(Exercise requirements) Reproduce the passage of the Ellen Ullman interview starting at "(Farrar, Straus and Giroux)" and ending at "Trek geeks rejoice!)", substituting "Technology enthusiast" for "Technophile".

(Excerpt provided)
•••

(Farrar, Straus and Giroux)
US: Feb 2012
US: Feb 2012
Close to the Machine: Technophilia and Its Discontents
US: Feb 2012
What do Star Trek‘s Communications Officer Lieutenant Uhura, Next Generation‘s Security Officer (and superb martial artist) Tasha Yar, and Voyager‘s Starship Captain Janeway have in common? Besides they rock? Technophile, humanist and storyteller Ellen Ullman reveals the answer in her replies to PopMatters 20 Questions, below. (Star Trek geeks rejoice!)
Among other things, Ullman is the author of By Blood (Farrar, Straus and Giroux, February 2012), a tale set in San Francisco in the ‘70s, which involves an eaves-dropper whose fascination leads to research into Heinrich Himmler’s Nazi Lebensborn program. Discoveries from her research for that book have touched her deeply, as you’ll see, below. The Bug, recently reprinted by Picador, was a New York Times Notable Book and runner-up for the PEN/Hemingway Award, and the cult classic memoir Close to the Machine (also reprinted by Picador), is based on her years as a computer programmer—a rare occupation for women—in the early years of the personal computer era. Indeed, Ullman is well known and respected by technology geeks (perhaps especially ‘girl geeks’) and of course, cultural generalists alike. She has written numerous articles for Harper’s, Wired, The New York Times and Salon.com, and appeared on NPR’s All Things Considered as an engaging commentator on technology.
From the sterile, dry-air environs of an airport terminal while touring for By Blood, Ullman recalls a glorious range of artists and intellectuals (and the work they have produced) and yes, even fictional characters, that have shaped her.
1. The latest book or movie that made you cry?
I’m pretty bad at crying. Just ask my therapist! So I’m going to talk about the last thing that made me cry. I mean sob. No fair you’re asking this question if you’d like replies that are “playful”, as you said when you sent the questions. I repeat: No fair. You did ask about crying…
When I was working on By Blood, I did research about the period immediately following World War II, particularly what happened to Jews who survived the war. Many were stateless, set upon by pogroms when they tried to return home, especially to Poland. I came across the BBC recording made by the reporter who was with the British soldiers who first came upon the Bergen-Belsen concentration camp. The internees at Belsen, which became a displaced-persons camp, recreated themselves as a thriving, self-governing community within months.
The BBC reporter was at the camp before help had arrived. We hear the recording of internees, barely able to stand, singing the Hebrew song “Hatikvah”. Whatever distance I had from the material melted. I could not stop crying. And it still affects me so.

•••

(Entries supplied)
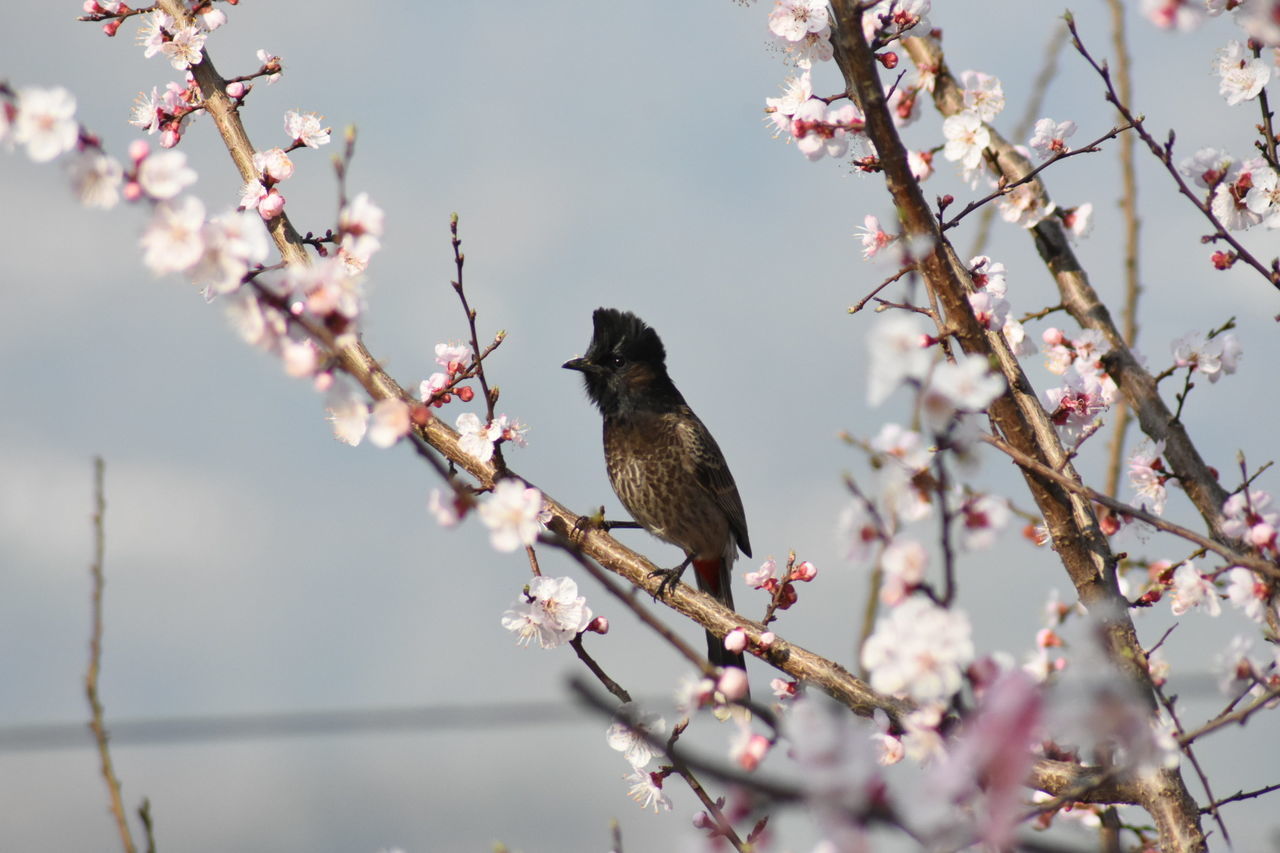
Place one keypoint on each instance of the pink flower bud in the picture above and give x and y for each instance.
(805, 571)
(732, 683)
(757, 748)
(782, 688)
(272, 205)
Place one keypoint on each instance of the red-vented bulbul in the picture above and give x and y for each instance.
(663, 464)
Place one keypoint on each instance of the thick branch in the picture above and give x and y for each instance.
(1077, 537)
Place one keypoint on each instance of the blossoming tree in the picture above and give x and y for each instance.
(997, 743)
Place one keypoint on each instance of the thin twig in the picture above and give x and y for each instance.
(95, 660)
(1047, 72)
(1234, 557)
(609, 684)
(1165, 154)
(862, 302)
(1169, 702)
(1005, 188)
(1129, 210)
(1235, 716)
(1239, 796)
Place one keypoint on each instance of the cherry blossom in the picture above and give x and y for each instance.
(967, 138)
(549, 611)
(873, 237)
(1206, 167)
(983, 95)
(780, 110)
(794, 19)
(186, 46)
(305, 128)
(1264, 196)
(990, 310)
(919, 649)
(164, 174)
(453, 356)
(1050, 138)
(1244, 589)
(327, 288)
(904, 446)
(348, 413)
(897, 351)
(232, 242)
(96, 178)
(647, 790)
(1193, 589)
(987, 276)
(475, 437)
(45, 123)
(272, 63)
(904, 562)
(1229, 203)
(1246, 515)
(513, 515)
(173, 241)
(1075, 404)
(1147, 475)
(274, 164)
(1215, 357)
(823, 129)
(968, 384)
(629, 738)
(1242, 76)
(388, 423)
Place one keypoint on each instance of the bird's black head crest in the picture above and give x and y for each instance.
(621, 333)
(625, 366)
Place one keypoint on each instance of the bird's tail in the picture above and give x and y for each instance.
(713, 579)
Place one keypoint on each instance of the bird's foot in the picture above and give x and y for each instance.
(670, 578)
(597, 521)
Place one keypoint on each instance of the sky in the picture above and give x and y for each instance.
(597, 155)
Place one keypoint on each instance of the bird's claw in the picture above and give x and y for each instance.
(670, 578)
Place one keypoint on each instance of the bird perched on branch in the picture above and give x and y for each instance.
(663, 463)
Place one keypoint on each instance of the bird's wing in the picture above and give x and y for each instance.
(712, 473)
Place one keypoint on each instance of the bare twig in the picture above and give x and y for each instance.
(1129, 210)
(1165, 154)
(96, 723)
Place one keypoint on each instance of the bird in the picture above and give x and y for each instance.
(663, 463)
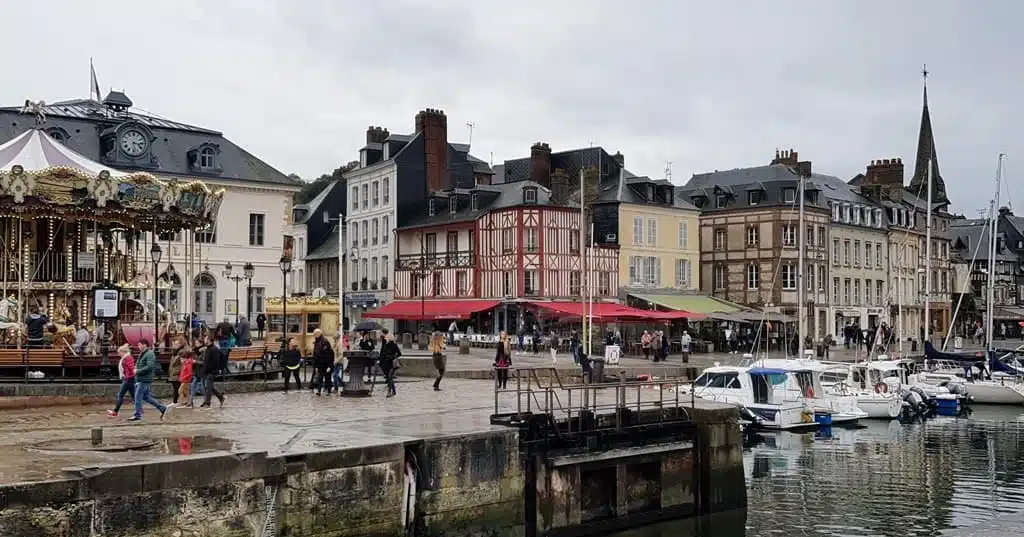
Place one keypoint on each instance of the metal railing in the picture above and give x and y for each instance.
(544, 390)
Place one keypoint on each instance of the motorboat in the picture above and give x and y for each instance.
(805, 379)
(754, 389)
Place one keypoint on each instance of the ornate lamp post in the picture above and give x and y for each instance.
(286, 266)
(235, 278)
(156, 253)
(249, 271)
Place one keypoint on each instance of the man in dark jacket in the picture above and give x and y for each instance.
(212, 363)
(145, 370)
(35, 327)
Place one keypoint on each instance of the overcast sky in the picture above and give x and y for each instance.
(706, 85)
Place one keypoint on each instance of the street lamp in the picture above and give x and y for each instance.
(286, 266)
(249, 271)
(235, 278)
(155, 255)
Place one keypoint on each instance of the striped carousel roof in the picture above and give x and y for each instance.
(35, 151)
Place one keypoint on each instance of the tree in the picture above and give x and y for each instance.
(312, 189)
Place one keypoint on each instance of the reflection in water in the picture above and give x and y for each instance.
(886, 479)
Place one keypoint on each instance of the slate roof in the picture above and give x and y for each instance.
(82, 119)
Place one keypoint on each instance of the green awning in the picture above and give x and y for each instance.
(691, 302)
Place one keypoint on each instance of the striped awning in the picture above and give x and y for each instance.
(36, 151)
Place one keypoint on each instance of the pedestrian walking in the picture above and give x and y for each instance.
(323, 361)
(388, 360)
(145, 370)
(126, 371)
(213, 363)
(503, 361)
(291, 359)
(174, 368)
(438, 350)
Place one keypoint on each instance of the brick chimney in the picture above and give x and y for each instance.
(432, 125)
(376, 134)
(540, 164)
(786, 158)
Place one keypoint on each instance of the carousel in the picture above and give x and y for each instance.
(70, 224)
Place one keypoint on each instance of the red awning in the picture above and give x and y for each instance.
(430, 310)
(612, 312)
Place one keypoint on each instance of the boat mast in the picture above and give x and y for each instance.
(990, 294)
(800, 272)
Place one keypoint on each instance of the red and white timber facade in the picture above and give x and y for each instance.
(519, 253)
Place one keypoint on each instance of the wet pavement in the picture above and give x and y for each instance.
(274, 422)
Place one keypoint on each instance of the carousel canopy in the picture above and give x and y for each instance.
(35, 151)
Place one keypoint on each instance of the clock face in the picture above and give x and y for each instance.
(133, 142)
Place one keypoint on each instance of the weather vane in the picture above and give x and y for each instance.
(37, 109)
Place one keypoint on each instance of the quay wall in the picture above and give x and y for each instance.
(466, 486)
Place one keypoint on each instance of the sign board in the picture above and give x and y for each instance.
(611, 355)
(86, 259)
(105, 302)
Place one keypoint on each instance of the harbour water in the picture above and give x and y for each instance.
(884, 480)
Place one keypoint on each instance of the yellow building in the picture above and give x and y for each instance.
(659, 240)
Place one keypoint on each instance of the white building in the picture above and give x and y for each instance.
(256, 206)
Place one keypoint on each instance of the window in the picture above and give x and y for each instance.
(205, 158)
(682, 274)
(788, 235)
(208, 235)
(636, 270)
(508, 240)
(529, 283)
(752, 236)
(531, 239)
(718, 277)
(652, 271)
(720, 239)
(788, 277)
(753, 276)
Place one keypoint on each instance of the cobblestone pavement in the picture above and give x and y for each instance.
(275, 422)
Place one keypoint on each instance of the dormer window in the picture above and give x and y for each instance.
(529, 195)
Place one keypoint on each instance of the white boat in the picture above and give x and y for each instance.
(805, 379)
(754, 390)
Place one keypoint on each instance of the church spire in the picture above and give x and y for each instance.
(926, 153)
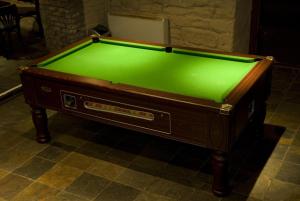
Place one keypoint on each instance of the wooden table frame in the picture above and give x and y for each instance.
(218, 126)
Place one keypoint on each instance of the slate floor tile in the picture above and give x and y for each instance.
(289, 172)
(34, 168)
(94, 150)
(118, 192)
(144, 196)
(3, 173)
(88, 186)
(260, 187)
(70, 140)
(136, 179)
(272, 167)
(60, 176)
(11, 160)
(200, 196)
(9, 139)
(29, 146)
(77, 160)
(293, 155)
(105, 169)
(282, 191)
(148, 165)
(65, 196)
(11, 185)
(53, 153)
(169, 189)
(36, 191)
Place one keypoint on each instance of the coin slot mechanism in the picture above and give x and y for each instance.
(69, 101)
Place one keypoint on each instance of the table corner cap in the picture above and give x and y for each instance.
(226, 109)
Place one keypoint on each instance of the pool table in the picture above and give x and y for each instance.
(199, 97)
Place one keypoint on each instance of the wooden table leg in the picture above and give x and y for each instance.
(40, 121)
(220, 173)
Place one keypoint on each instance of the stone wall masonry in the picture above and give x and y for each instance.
(63, 22)
(208, 24)
(95, 13)
(195, 23)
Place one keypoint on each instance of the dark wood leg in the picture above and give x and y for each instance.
(40, 121)
(259, 120)
(220, 173)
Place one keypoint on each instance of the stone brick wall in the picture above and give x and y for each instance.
(196, 23)
(209, 24)
(95, 13)
(63, 22)
(242, 26)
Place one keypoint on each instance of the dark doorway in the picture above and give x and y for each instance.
(275, 30)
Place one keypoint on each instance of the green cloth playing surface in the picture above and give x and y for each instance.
(191, 73)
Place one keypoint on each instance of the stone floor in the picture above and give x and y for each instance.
(90, 161)
(22, 54)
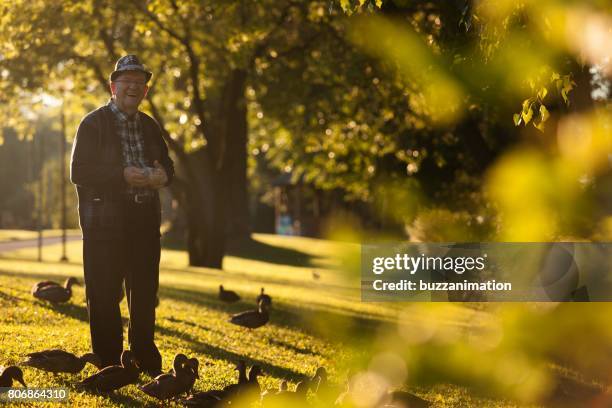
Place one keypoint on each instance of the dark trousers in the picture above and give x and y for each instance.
(133, 257)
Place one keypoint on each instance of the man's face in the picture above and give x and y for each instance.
(129, 89)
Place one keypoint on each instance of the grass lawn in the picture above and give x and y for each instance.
(15, 235)
(314, 322)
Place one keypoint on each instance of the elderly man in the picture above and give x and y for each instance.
(119, 161)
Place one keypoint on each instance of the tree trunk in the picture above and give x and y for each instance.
(216, 203)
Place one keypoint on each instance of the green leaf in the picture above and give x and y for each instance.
(544, 115)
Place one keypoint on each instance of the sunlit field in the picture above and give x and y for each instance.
(314, 322)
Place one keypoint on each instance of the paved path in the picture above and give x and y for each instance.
(33, 243)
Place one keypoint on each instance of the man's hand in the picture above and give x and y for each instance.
(135, 177)
(158, 177)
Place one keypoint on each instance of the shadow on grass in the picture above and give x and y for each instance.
(258, 251)
(336, 324)
(219, 353)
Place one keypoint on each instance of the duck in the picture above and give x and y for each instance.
(252, 319)
(10, 373)
(228, 296)
(113, 377)
(266, 299)
(170, 385)
(249, 391)
(192, 365)
(53, 291)
(253, 382)
(60, 361)
(206, 399)
(232, 390)
(284, 397)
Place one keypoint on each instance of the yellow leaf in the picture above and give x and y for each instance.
(542, 93)
(527, 115)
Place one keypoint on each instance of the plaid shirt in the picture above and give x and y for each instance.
(132, 142)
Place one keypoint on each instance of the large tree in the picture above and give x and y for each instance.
(204, 56)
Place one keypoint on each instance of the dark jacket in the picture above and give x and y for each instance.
(96, 168)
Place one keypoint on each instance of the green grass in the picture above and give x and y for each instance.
(16, 235)
(313, 322)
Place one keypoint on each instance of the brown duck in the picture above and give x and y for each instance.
(284, 397)
(192, 366)
(252, 319)
(228, 296)
(234, 389)
(60, 361)
(10, 373)
(53, 291)
(264, 298)
(170, 385)
(113, 377)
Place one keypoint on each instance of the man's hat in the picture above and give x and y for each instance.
(129, 63)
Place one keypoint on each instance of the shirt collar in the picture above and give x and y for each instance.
(119, 114)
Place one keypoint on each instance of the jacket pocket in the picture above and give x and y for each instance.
(97, 213)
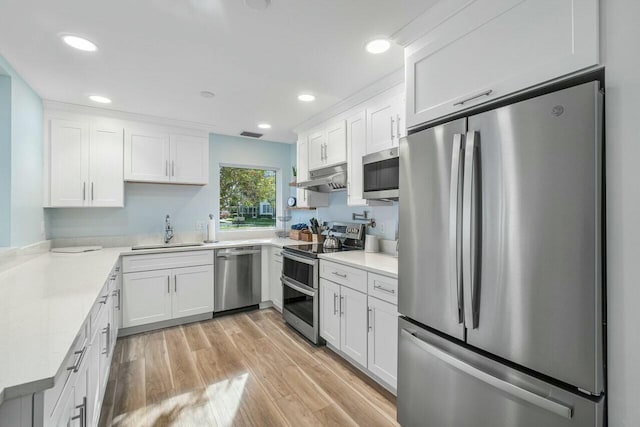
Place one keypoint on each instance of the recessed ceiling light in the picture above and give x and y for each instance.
(306, 97)
(79, 43)
(100, 99)
(378, 46)
(258, 4)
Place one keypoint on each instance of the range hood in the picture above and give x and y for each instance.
(327, 180)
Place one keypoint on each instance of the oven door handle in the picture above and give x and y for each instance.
(298, 288)
(299, 259)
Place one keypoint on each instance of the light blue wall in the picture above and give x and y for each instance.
(146, 204)
(26, 160)
(5, 161)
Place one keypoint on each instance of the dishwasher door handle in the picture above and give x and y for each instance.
(237, 253)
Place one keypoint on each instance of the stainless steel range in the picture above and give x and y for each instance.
(300, 278)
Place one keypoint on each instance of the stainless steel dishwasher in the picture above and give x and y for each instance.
(238, 278)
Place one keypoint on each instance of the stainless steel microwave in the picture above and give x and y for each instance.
(381, 175)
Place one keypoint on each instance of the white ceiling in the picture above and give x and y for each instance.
(156, 56)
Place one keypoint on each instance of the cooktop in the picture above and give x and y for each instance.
(314, 249)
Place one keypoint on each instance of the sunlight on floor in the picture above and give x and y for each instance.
(219, 401)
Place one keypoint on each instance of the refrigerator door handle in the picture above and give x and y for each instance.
(455, 253)
(468, 241)
(502, 385)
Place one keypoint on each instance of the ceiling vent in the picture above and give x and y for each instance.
(251, 134)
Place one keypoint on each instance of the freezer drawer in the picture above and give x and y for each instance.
(442, 384)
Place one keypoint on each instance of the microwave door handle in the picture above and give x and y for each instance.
(455, 253)
(469, 232)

•••

(Response to this task)
(Farrar, Straus and Giroux)
US: Feb 2012
US: Feb 2012
Close to the Machine: Technophilia and Its Discontents
US: Feb 2012
What do Star Trek‘s Communications Officer Lieutenant Uhura, Next Generation‘s Security Officer (and superb martial artist) Tasha Yar, and Voyager‘s Starship Captain Janeway have in common? Besides they rock? Technology enthusiast, humanist and storyteller Ellen Ullman reveals the answer in her replies to PopMatters 20 Questions, below. (Star Trek geeks rejoice!)